* _Problem set_
1. According to the text on anti-suit injunctions in French law, why do French courts not issue anti-suit injunctions in intra-EU relationships? Answer in one to three sentences.
2. Continue the text on anti-suit injunctions in French law from its last sentence.

**** Extracted text ****

Anti-suit injunctions as conceived in common law jurisdictions i.e., injunctions prohibiting a litigant from instituting other, related litigation or arbitration, between the same parties on the same issues and under penalty of contempt of court sanctions, which may include jail sentences, are unknown to French law.
In intra-EU relationships, French courts do not issue anti-suit injunctions as the ECJ considers that they are incompatible with EU law (ECJ, 27 April 2004, Case No. C-159/02, Turner). The same goes for an anti-suit injunction issued to prevent a party from going before a domestic court in breach of an arbitration agreement (ECJ, 10 February 2009, Case No. C-185/07, West Tankers).
This line of cases does not however prevent Member States from enforcing anti-suit injunctions issued by arbitral tribunals (ECJ, 13 May 2015, Case No. C-536/13, Gazprom OAO).
For extra-EU relationships, French courts have accepted to issue orders that seemed to pursue the same objective as that sought by parties with anti-suit injunctions or anti-anti-suit injunctions in accordance with the injunctive powers of the President of the commercial court (Articles 872 to 873-1 of the CCP) and of the President of the Tribunal judiciaire (Articles 834 to 838 of the CCP). These orders, however, were only accompanied by monetary penalties (astreinte) (Cass. Civ. 1, 19 November 2002, No. 00-22.334, Banque Worms; Paris Court of Appeal, 3 March 2020, No. 19/21426, IPCom v. Lenovo).

**** Listed entries ****

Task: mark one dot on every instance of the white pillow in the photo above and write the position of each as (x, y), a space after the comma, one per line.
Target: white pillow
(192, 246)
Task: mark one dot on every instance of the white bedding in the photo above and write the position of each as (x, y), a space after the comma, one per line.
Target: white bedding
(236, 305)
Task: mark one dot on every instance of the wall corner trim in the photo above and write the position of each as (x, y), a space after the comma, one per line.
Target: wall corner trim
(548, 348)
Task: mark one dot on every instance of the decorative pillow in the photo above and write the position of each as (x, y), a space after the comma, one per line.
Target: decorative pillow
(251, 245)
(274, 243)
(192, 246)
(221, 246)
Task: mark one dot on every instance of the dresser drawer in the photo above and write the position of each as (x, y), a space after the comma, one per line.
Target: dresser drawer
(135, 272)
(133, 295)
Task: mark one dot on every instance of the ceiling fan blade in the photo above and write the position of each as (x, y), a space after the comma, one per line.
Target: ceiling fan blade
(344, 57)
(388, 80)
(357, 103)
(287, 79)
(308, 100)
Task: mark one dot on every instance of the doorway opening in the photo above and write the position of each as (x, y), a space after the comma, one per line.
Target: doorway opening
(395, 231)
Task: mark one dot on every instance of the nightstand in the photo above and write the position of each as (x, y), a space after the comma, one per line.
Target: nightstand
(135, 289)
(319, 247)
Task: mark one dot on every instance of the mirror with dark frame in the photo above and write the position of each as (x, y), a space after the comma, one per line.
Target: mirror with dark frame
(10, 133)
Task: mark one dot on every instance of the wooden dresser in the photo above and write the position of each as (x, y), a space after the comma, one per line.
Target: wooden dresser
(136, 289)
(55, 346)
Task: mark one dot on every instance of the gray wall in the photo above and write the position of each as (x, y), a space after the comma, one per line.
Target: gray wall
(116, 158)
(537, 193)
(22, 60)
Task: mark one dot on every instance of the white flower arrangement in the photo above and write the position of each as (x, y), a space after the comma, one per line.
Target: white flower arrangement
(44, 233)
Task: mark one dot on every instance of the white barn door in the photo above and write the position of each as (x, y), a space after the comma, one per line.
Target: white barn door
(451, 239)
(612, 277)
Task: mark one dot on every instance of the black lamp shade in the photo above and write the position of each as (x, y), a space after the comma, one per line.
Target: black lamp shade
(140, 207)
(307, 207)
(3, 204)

****
**** Listed entries ****

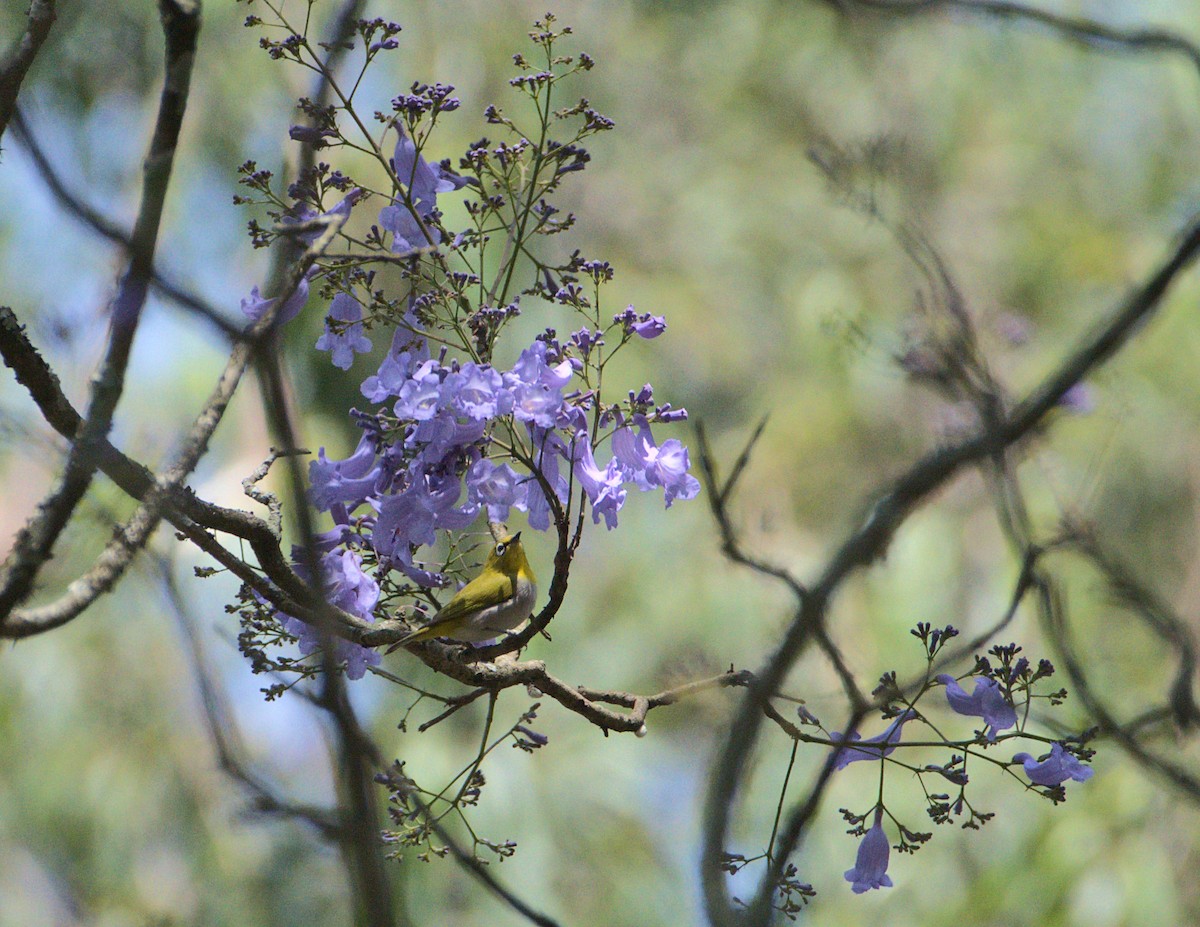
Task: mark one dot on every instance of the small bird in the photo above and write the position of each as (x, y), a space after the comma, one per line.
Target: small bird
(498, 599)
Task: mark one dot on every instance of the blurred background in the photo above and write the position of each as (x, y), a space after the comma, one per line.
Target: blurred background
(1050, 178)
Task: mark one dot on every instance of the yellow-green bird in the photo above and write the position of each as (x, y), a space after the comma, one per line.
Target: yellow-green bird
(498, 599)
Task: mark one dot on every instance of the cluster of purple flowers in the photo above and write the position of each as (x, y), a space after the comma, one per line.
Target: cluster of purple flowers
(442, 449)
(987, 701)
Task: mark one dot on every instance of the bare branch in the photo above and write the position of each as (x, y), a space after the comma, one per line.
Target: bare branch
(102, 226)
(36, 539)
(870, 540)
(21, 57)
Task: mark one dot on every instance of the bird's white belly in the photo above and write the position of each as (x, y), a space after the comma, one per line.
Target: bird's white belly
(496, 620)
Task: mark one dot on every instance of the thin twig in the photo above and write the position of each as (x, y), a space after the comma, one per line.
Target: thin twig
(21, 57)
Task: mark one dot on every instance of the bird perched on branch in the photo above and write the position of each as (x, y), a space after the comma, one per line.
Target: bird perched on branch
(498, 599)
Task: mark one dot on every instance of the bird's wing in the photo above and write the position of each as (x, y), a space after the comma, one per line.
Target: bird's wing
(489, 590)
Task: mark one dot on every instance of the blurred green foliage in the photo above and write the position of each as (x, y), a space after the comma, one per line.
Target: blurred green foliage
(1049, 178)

****
**** Listed entries ****

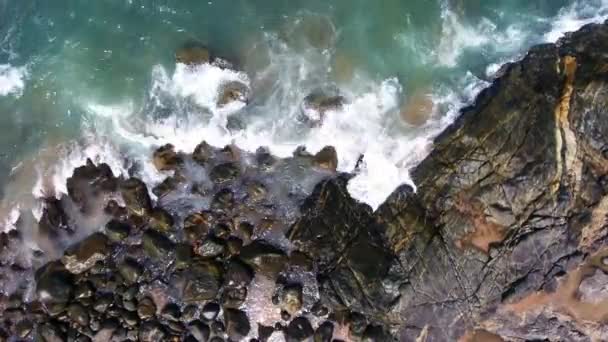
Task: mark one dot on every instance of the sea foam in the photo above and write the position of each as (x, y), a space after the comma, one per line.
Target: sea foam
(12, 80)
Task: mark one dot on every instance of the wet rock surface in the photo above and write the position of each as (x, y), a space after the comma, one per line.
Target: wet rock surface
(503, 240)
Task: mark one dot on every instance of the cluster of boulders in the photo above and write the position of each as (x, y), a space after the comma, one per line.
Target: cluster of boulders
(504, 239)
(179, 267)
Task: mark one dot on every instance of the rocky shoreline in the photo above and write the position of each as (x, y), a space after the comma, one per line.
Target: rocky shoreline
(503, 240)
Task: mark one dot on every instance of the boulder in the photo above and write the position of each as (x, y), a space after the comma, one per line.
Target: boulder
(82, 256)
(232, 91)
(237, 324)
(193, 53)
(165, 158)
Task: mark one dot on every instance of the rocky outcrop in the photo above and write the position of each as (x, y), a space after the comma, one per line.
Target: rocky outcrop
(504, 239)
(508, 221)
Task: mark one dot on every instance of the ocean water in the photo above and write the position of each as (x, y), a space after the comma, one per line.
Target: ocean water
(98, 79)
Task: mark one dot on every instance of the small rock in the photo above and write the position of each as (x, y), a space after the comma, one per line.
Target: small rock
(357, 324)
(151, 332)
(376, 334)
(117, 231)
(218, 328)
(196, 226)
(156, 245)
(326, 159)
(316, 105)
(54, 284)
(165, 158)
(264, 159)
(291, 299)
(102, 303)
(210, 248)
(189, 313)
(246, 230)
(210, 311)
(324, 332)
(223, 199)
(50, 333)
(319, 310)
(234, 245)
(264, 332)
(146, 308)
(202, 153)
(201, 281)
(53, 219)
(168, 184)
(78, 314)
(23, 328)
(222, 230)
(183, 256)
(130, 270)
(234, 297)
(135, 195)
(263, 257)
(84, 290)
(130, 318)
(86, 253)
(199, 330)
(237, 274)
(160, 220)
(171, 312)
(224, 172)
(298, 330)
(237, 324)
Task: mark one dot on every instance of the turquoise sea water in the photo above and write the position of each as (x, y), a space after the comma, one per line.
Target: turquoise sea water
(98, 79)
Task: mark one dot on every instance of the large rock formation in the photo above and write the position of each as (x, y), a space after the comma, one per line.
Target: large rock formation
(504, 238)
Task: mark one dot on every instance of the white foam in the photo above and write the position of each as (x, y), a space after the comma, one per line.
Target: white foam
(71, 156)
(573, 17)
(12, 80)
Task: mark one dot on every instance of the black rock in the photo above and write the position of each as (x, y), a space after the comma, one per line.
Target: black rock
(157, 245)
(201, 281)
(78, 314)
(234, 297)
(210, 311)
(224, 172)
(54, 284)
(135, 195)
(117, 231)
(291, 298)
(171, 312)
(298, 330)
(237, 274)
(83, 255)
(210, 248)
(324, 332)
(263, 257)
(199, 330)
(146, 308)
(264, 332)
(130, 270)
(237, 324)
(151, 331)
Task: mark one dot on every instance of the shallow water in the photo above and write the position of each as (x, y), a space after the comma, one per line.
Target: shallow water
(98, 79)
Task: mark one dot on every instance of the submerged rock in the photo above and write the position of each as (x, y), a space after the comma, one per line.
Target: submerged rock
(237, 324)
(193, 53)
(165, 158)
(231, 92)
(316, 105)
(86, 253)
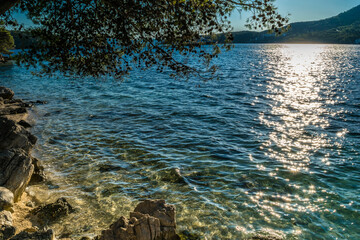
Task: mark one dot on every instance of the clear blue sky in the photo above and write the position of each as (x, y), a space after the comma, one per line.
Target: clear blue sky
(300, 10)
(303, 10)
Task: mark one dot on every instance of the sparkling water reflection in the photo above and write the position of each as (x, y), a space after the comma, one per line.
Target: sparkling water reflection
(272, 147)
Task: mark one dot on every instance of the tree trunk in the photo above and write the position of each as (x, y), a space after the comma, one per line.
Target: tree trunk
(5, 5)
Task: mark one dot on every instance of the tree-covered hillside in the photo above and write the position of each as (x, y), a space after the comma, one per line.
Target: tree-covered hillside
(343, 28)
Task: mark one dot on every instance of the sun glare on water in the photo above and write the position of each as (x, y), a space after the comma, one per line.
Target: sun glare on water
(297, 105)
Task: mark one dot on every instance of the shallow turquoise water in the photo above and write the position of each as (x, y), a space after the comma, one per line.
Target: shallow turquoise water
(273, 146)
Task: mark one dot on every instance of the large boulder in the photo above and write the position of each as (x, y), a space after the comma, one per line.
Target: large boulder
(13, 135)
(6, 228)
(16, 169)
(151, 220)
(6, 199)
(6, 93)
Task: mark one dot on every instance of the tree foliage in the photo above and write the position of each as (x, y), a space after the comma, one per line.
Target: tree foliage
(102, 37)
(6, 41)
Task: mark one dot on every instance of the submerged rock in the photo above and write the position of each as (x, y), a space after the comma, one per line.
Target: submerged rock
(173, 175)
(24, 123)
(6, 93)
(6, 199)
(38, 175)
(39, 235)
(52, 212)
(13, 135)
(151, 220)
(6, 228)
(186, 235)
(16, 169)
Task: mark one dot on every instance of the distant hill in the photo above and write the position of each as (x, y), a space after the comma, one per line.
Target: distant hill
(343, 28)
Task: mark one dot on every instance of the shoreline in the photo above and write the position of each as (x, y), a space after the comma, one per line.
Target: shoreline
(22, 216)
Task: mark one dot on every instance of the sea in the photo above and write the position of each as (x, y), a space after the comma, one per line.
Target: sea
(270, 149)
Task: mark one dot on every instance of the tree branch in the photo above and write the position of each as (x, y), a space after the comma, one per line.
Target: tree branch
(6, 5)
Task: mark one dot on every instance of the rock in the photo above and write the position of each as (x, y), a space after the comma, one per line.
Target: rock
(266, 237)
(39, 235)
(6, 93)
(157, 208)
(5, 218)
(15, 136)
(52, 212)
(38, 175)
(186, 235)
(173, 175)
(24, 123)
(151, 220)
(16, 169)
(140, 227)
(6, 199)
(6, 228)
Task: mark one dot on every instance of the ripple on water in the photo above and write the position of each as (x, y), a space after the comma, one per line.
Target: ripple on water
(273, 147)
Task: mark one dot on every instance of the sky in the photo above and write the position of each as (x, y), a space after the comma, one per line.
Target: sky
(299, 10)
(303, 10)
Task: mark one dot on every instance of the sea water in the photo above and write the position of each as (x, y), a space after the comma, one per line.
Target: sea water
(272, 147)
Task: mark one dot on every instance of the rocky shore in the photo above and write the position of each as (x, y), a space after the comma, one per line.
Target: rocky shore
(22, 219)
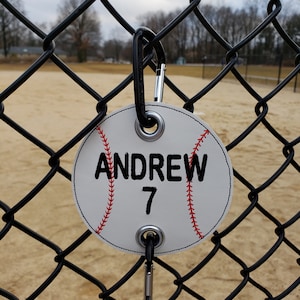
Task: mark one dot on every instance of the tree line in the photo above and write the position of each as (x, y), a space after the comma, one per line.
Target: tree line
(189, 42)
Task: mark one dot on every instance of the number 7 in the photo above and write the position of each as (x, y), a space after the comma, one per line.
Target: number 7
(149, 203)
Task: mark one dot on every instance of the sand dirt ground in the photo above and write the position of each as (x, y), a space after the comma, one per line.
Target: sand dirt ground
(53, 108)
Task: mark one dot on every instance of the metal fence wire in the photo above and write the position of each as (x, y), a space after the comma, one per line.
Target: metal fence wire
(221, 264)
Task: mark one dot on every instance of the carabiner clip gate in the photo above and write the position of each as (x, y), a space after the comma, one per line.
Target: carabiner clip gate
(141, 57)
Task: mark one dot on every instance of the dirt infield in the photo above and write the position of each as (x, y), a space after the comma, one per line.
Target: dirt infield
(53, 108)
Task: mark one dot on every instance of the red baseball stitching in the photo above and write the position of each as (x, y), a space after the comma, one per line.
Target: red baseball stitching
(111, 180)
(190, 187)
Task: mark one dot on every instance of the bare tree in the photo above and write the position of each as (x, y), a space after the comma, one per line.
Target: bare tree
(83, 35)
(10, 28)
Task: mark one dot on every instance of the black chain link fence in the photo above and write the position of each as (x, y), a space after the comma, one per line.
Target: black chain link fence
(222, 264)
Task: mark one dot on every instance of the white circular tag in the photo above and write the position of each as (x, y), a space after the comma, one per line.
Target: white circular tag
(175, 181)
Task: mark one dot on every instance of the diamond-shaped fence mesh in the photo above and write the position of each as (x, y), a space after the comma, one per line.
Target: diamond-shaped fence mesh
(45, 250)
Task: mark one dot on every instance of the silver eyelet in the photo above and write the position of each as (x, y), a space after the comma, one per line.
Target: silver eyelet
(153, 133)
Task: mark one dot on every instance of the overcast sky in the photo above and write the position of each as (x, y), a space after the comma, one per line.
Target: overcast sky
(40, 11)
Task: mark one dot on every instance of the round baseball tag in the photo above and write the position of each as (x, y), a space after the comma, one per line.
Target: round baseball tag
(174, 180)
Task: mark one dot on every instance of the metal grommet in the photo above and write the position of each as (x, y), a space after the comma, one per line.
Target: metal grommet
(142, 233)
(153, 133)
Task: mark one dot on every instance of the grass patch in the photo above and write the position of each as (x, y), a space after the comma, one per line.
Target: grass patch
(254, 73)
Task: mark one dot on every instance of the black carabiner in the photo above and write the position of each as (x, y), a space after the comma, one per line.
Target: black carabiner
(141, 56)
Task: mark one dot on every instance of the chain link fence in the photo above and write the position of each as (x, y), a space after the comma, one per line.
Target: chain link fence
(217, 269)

****

* _Final answers_
1. French courts do not issue them in intra-EU relationships because the ECJ considers anti-suit injunctions incompatible with EU law, as held in Turner (Case No. C-159/02). The same applies to injunctions meant to stop a party from going before a domestic court in breach of an arbitration agreement, as held in West Tankers (Case No. C-185/07).

2.
Interestingly, French courts also accepted to issue ‘anti-anti-suit injunctions’. In the Lenovo case of 3 March 2020, the Paris Court of Appeal confirmed the decision of the French juge des référés ordering two US companies to withdraw a motion seeking for an anti-suit injunction before Californian courts and not to seek any familiar relief before any court in the context of the dispute (Paris Court of Appeal, 3 March 2020, No. 19/21426, IPCom v. Lenovo).
French courts however refused to issue anti-arbitration injunctions since they are not available under French law and would be contrary to the compétence-compétence principle set out in Article 1458 of the CCP (Cass. Civ. 1, 12 October 2011, No. 11-11.058, Elf Aquitaine).
As for the enforcement of foreign anti-suit injunctions, in accordance with ECJ case law, French courts refuse to enforce anti-suit injunctions issued by EU members.
For extra-EU relationships, French courts seem to recognize the ones rendered by non-EU members such as United-States as long as said injunctions “have the sole purpose to provide a sanction for the breach of a pre-existing contractual obligation and are not contrary to international public policy” (Cass. Civ. 1, 14 October 2009, No. 08-16.369, In Zone Brands).
French courts may also recognize anti-suit injunctions issued by arbitral tribunals, even in intra-EU relationships. As explained by the ECJ, the prohibition of anti-suit injunctions in intra-EU relationships does not concern anti-suit injunctions issued by arbitral tribunals since “[UE law] does not govern the recognition and enforcement, in a Member State, of an arbitral award issue by an arbitral tribunal in another Member State” (ECJ, 13 May 2015, Case No. C-536/13, Gazprom OAO).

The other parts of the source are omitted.